* [What the exercise asks] Which lines in the data below contain the word "Give"? Pull out every such line, treating uppercase and lowercase as different.

* [The input]
-- BEGIN --
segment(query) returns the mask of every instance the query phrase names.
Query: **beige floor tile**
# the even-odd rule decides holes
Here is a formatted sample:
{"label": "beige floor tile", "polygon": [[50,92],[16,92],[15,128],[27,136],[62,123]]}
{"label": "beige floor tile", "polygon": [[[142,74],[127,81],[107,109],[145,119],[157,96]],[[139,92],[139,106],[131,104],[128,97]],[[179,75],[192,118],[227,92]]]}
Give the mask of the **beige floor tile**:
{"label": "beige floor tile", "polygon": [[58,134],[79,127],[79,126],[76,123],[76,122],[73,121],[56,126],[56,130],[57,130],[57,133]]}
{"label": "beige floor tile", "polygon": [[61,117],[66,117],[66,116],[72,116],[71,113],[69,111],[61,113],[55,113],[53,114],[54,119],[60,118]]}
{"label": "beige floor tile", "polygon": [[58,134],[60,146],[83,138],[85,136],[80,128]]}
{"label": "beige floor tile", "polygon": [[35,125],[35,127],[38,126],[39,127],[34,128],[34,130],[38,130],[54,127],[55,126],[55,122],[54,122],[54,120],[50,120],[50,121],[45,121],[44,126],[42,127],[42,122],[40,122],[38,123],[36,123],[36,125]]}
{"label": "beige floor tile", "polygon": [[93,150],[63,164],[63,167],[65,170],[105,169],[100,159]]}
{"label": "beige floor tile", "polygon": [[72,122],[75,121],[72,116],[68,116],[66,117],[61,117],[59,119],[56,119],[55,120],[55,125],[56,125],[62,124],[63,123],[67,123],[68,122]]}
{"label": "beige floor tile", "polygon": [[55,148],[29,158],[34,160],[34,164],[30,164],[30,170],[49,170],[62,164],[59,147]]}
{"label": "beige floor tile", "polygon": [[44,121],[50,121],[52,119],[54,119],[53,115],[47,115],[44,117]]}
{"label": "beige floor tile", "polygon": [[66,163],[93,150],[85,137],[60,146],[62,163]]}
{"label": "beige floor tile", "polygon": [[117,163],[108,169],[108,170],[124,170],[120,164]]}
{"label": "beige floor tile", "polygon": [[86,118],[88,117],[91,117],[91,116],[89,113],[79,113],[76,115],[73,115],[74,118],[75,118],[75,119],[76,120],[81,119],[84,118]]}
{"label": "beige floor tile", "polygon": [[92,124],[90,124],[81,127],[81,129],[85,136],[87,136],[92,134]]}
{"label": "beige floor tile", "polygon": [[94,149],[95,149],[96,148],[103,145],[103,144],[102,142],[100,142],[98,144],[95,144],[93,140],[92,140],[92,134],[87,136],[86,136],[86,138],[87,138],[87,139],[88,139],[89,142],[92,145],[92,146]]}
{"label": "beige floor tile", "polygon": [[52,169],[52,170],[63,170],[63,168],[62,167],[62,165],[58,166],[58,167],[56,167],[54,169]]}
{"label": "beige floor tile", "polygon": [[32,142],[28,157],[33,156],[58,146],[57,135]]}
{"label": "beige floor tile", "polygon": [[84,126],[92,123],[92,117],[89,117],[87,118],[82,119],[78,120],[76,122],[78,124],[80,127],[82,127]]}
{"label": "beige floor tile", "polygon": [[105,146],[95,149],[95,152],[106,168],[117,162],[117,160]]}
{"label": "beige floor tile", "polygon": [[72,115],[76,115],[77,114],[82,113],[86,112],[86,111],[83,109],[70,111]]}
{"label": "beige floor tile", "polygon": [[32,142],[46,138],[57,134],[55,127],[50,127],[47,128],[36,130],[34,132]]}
-- END --
-- BEGIN --
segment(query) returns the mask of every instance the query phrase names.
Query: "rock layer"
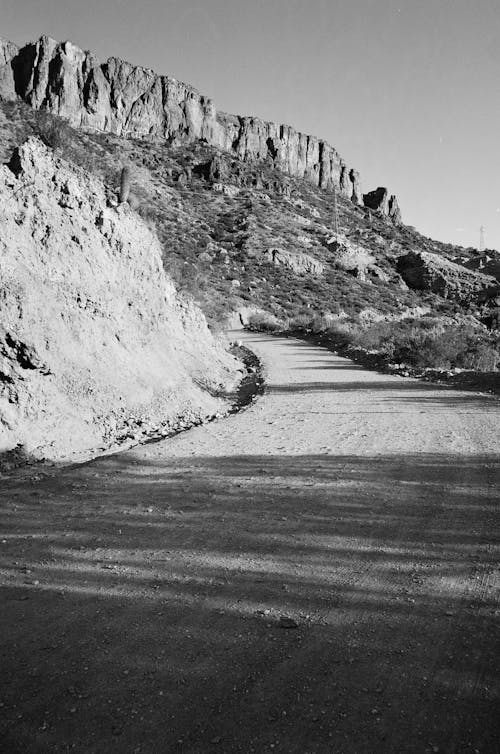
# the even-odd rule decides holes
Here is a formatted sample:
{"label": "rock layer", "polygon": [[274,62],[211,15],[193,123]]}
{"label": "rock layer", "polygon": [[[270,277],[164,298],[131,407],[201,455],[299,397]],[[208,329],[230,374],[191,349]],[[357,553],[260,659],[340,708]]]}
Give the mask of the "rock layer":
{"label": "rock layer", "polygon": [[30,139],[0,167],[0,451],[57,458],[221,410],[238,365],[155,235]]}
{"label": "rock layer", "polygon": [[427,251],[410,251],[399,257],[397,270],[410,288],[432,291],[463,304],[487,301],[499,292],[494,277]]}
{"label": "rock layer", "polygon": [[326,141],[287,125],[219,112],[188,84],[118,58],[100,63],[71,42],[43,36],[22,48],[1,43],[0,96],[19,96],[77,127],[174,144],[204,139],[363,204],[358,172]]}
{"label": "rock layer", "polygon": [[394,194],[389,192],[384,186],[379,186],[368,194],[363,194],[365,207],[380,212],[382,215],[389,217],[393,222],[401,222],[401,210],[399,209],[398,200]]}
-- END --
* [Solution]
Give the mask of the **beige floor tile**:
Give the mask of the "rock layer":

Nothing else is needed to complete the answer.